> [CONSIGNES DE L'EXERCICE]
Recopiez mot pour mot le passage de l'extrait sur les terres rares qui commence aux mots « B. Une inquiétude » et s'arrête après « menacé d’un embargo. ».

----- EXTRAIT DE PAGE

B. Une inquiétude grandissante conduisant à l’élaboration de nouvelles initiatives

Le Japon a fait l’expérience de la stratégie chinoise en 2010. En effet, à la suite de tensions autour des zones de pêches chinoise et japonaise, la Chine avait immédiatement suspendu toutes ses exportations de métaux rares, puis menacé d’un embargo.
Elle a également fait pression sur le marché des terres rares en menaçant de réduire ses exportations pour tous les pays, ce qui aurait engendré une multiplication par quatre des prix.
Les États-Unis voient d’un très mauvais œil le quasi-monopole chinois qui fait de la Chine un leader des technologies vertes, alors qu’ils étaient les premiers dans ce secteur dans les années 80. Les Américains ont donc rouvert en 2017 la mine de Mountain Pass, seule mine spécialisée dans les terres rares qui, en 2020, fournissait 15,8% de la production mondiale de terres rares depuis sa réouverture. En 2022, le département de la Défense américain a décidé de financer à hauteur de 120 millions de dollars la construction aux Etats-Unis d’une usine de séparation de terres rares[16]. Enfin, en janvier de la même année, le Sénat a déposé un projet de loi recommandant la création d’une réserve stratégique de terres rares d’ici à 2025 afin de réduire la dépendance à la Chine[17].
L’Union européenne voit aussi dans ce quasi-monopole un réel danger de dépendance qu’elle souhaite éviter. L’UE consomme 10 % des terres rares produites dans le monde et l’un des principaux enjeux au-delà de l’exploitation des gisements est de trouver la maîtrise de la transformation de ces minerais durant la séparation et le raffinage. Il existe des endroits dans l’UE et plus largement en Europe où les terres rares sont présentes, néanmoins aucune mine n’est aujourd’hui active. La prise de conscience de l’hégémonie de la Chine dans la production minière a conduit à l’initiative européenne pour les matières premières en 2008, réalisant que l’UE importait à cette époque déjà 95 % des terres rares utilisées depuis la Chine. D’autres projets et investissements ont été menés au fil des années et ont permis d’améliorer la connaissance du potentiel des terres rares dans l’UE[18].

----------
----- CONTENU DES DONNÉES

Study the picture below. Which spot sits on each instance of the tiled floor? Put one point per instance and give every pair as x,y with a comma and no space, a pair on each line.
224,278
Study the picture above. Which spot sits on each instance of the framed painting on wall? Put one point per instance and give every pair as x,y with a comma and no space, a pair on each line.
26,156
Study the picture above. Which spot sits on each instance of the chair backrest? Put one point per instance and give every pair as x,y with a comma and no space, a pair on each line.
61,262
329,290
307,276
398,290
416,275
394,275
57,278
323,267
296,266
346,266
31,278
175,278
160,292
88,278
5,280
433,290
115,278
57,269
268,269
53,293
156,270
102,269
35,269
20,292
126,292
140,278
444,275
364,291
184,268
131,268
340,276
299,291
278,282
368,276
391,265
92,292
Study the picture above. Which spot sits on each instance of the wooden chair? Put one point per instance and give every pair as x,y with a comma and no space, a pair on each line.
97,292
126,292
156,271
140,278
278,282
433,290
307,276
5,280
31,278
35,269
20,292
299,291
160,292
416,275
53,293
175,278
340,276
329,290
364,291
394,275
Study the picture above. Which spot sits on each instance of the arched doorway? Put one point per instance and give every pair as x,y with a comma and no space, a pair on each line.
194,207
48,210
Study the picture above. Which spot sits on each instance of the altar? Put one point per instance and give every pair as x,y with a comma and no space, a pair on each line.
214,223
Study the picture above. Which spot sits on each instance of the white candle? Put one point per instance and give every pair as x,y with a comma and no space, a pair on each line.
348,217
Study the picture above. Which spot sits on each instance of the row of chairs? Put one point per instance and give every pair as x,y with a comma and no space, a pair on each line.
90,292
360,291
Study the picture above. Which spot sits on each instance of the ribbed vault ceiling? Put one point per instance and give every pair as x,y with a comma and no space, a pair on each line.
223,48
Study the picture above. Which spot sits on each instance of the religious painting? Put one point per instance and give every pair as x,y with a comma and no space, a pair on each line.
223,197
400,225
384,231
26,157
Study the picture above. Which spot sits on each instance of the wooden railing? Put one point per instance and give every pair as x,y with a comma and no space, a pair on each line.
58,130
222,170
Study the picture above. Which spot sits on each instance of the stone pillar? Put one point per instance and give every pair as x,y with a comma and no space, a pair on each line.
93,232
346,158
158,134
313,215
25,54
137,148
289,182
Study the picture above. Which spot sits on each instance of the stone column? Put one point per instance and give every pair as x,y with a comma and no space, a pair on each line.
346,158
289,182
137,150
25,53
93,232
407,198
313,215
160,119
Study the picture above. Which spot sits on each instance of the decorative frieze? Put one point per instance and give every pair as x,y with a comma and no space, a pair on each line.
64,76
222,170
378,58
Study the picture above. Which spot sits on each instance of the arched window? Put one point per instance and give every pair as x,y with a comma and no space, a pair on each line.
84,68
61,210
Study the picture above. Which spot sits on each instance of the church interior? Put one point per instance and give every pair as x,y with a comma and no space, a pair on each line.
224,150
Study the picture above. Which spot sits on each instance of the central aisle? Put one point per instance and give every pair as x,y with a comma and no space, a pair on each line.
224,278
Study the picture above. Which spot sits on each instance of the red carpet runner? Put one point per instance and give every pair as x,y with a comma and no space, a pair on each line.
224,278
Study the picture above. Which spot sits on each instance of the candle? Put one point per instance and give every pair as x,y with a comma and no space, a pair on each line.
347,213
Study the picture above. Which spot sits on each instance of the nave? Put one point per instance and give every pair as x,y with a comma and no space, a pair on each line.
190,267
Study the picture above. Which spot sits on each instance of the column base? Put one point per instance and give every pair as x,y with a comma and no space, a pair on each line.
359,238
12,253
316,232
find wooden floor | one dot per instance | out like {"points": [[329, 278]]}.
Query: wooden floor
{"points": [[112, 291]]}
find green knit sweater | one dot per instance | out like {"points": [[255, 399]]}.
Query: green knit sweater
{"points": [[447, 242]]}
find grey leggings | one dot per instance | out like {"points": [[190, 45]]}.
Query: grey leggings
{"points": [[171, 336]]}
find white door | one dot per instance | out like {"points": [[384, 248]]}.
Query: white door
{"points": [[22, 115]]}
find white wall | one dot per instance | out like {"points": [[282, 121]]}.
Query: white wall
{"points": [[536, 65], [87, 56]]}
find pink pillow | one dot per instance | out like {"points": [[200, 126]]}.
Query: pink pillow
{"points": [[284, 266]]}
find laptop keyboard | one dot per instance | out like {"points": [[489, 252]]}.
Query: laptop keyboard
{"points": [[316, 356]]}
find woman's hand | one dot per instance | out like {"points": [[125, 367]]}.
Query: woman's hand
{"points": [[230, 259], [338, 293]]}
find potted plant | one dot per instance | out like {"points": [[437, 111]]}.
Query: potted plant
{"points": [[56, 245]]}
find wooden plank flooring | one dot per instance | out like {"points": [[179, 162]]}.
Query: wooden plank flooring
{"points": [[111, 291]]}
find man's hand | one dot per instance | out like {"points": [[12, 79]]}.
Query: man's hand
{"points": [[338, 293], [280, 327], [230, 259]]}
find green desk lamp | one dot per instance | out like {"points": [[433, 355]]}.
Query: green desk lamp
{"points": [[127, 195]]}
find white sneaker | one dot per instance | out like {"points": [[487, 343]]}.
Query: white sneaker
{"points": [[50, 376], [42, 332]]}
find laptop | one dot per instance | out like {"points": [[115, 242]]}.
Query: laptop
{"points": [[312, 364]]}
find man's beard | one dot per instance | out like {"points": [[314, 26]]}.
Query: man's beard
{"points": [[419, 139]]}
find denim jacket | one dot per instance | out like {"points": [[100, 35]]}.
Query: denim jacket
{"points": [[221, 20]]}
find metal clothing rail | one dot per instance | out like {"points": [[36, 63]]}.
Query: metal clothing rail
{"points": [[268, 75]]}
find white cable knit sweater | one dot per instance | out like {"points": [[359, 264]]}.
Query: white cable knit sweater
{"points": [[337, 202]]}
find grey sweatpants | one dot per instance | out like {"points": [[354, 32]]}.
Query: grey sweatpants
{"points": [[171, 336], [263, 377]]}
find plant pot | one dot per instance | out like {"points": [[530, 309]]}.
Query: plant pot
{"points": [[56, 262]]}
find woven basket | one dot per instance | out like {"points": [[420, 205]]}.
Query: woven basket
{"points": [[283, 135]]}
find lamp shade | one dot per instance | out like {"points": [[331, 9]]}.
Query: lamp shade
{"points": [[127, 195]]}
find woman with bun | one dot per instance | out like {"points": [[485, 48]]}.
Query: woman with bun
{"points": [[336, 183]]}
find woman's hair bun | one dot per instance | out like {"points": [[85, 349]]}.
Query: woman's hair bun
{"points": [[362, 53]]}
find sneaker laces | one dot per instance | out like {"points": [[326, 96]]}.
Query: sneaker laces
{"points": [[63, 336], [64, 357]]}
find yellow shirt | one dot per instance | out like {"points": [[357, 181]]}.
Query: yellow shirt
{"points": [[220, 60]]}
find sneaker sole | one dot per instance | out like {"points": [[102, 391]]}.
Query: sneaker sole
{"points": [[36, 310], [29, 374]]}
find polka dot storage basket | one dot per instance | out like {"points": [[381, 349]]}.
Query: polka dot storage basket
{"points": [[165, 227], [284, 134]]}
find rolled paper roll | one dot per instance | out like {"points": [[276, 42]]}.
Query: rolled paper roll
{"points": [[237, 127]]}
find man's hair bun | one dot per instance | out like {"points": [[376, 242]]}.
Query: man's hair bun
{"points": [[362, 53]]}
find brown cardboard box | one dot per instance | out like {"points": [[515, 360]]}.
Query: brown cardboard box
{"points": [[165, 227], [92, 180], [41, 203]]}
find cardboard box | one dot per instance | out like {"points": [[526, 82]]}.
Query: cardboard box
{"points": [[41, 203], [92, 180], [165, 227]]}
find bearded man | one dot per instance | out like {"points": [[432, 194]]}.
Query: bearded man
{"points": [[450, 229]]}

----------

> [ZONE DE RÉPONSE]
B. Une inquiétude grandissante conduisant à l’élaboration de nouvelles initiatives

Le Japon a fait l’expérience de la stratégie chinoise en 2010. En effet, à la suite de tensions autour des zones de pêches chinoise et japonaise, la Chine avait immédiatement suspendu toutes ses exportations de métaux rares, puis menacé d’un embargo.